#### Data shown ####

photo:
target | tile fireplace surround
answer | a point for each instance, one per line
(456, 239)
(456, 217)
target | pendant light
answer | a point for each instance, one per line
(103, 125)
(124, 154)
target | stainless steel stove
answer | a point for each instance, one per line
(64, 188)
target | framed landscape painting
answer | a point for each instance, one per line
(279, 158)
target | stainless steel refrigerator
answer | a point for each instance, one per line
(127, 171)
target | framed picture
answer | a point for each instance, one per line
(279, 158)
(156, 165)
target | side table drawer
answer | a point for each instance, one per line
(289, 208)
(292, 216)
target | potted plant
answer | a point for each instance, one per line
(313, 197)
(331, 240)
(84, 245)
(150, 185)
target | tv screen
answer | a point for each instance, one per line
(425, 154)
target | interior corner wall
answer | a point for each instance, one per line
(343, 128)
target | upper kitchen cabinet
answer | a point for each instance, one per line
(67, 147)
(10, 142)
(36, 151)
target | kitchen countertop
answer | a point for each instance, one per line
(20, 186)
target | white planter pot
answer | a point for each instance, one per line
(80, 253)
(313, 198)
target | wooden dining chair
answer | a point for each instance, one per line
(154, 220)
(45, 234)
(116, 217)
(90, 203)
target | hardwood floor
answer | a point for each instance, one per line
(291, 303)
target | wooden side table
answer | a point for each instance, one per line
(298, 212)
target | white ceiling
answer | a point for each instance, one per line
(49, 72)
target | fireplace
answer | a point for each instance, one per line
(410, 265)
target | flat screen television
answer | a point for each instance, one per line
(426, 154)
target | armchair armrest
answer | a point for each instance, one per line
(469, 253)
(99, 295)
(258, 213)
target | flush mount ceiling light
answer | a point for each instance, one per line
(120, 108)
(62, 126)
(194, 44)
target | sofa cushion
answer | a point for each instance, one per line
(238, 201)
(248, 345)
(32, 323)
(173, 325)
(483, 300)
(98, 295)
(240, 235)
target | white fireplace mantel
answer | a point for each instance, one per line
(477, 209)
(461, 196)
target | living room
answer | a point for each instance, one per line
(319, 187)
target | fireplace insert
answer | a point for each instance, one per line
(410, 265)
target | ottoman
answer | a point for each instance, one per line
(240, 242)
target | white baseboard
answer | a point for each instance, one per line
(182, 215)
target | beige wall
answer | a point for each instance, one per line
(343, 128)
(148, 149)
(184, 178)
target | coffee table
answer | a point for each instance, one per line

####

Set task:
Starting with the line containing "target | white baseboard" and going on through the end of the rows, write out every line again, including the request lines, and add -105 to each coordinate in the answers.

Exercise solution:
target | white baseboard
answer | a point for each instance, one per line
(77, 110)
target | beige wall
answer | a point for each instance, one per line
(238, 23)
(43, 44)
(79, 73)
target | coffee table
answer | a point for each instance, one per line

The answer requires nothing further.